● **Task details**:
Could you print all of the data below again, exactly?

● **Supplied data**:
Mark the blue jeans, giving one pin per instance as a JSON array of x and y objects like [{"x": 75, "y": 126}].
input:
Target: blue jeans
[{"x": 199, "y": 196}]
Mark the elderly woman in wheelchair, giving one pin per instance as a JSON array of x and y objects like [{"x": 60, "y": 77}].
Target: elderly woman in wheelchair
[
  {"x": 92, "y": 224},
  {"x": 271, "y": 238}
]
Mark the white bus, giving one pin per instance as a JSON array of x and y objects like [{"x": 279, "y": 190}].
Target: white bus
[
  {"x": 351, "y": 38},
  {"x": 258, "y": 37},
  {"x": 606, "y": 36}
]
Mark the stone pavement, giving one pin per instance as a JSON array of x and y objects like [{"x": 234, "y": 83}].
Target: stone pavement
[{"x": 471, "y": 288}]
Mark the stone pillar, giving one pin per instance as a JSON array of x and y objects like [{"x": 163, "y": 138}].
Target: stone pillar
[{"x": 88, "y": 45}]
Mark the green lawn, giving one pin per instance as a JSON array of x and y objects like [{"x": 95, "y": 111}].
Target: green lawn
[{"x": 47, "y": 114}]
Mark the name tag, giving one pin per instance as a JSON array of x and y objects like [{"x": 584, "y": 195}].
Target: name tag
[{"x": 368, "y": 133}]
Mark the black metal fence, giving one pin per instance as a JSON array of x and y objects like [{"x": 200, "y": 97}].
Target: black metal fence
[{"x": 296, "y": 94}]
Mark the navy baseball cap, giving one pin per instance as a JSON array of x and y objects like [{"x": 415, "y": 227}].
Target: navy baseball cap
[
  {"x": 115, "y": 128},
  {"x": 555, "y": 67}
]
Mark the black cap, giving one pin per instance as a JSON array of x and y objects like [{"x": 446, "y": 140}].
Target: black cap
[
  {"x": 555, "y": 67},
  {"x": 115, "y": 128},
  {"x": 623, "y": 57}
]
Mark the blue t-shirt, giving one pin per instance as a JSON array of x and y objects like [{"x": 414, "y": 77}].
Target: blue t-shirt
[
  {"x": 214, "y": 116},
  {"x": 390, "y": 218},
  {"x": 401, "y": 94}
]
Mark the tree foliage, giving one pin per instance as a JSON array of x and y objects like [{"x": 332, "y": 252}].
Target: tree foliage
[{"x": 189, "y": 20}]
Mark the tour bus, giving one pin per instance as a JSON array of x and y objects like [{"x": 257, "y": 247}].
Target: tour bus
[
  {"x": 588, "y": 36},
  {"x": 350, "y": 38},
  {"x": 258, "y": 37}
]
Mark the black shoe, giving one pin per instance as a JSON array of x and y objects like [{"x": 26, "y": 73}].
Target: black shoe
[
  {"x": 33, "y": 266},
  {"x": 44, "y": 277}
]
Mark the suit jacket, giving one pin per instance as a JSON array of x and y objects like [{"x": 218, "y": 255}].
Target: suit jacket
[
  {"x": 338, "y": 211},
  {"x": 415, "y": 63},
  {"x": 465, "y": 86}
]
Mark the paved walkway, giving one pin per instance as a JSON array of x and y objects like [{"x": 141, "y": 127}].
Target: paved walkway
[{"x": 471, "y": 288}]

● **Answer space**:
Mark the blue jeans, giving one pin per instance as a JSON array of x and y objects like [{"x": 75, "y": 126}].
input:
Target: blue jeans
[{"x": 199, "y": 196}]
Mark the elderly woman in wheelchair, giving one pin per instance as a JSON array of x and y objects like [{"x": 60, "y": 77}].
Target: elderly woman in wheelchair
[
  {"x": 92, "y": 224},
  {"x": 271, "y": 238}
]
Mark the white bus, giving one pin per instance as a JSON array of x and y objects like [{"x": 279, "y": 190}].
Target: white bus
[
  {"x": 351, "y": 38},
  {"x": 258, "y": 37},
  {"x": 606, "y": 36}
]
Mark the stone pavement, giving one pin per instance as a JSON array of x and y objects like [{"x": 234, "y": 83}].
Target: stone pavement
[{"x": 471, "y": 288}]
Mark the stone pillar, giving one pin per instance as a JSON array of x and y objects like [{"x": 163, "y": 138}].
Target: stone pillar
[{"x": 88, "y": 45}]
Mark the green lawn, giving one pin per instance as a JSON array of x and y objects like [{"x": 95, "y": 111}].
Target: green lawn
[{"x": 47, "y": 114}]
Mark the name tag, giving one pin per instance as a JSON array of x and y objects like [{"x": 584, "y": 195}].
Target: name tag
[{"x": 368, "y": 133}]
Mark the black metal fence, giving one pin per instance as a JSON array of x and y objects like [{"x": 200, "y": 97}].
Target: black metal fence
[{"x": 296, "y": 94}]
Mark the navy baseball cap, giving one pin per instance as a JSON array of x and y objects like [{"x": 415, "y": 227}].
Target: navy baseball cap
[
  {"x": 115, "y": 128},
  {"x": 555, "y": 67}
]
Mark the black cap, giving one pin per instance as a JSON array of x and y objects like [{"x": 446, "y": 140}].
Target: black cap
[
  {"x": 555, "y": 67},
  {"x": 115, "y": 128},
  {"x": 623, "y": 57}
]
Mark the blue t-shirt, giving one pin per instance as a JSON array of x and y objects like [{"x": 414, "y": 77}].
Target: blue t-shirt
[
  {"x": 214, "y": 116},
  {"x": 390, "y": 218},
  {"x": 401, "y": 94}
]
Mark the tree foliage, giving one pin per instance as a JSON array of x and y objects like [{"x": 332, "y": 252}].
Target: tree foliage
[{"x": 189, "y": 20}]
Mark the tour bus, giving one pin per instance as a JSON array of x and y objects like [{"x": 257, "y": 247}].
Target: tour bus
[
  {"x": 588, "y": 36},
  {"x": 350, "y": 38},
  {"x": 258, "y": 37}
]
Mark the black shoe, giving one pin per instance as a JSON array of x and y objects like [{"x": 26, "y": 73}].
Target: black shoe
[
  {"x": 33, "y": 266},
  {"x": 44, "y": 277}
]
Mark the suit jacket, giving one pin per instance as a JSON array of x and y objects like [{"x": 218, "y": 255}].
Target: suit jacket
[
  {"x": 338, "y": 211},
  {"x": 415, "y": 63},
  {"x": 465, "y": 86}
]
Mark the paved walkway, giving one pin per instance as a JSON array of x and y objects like [{"x": 141, "y": 127}].
Target: paved walkway
[{"x": 471, "y": 288}]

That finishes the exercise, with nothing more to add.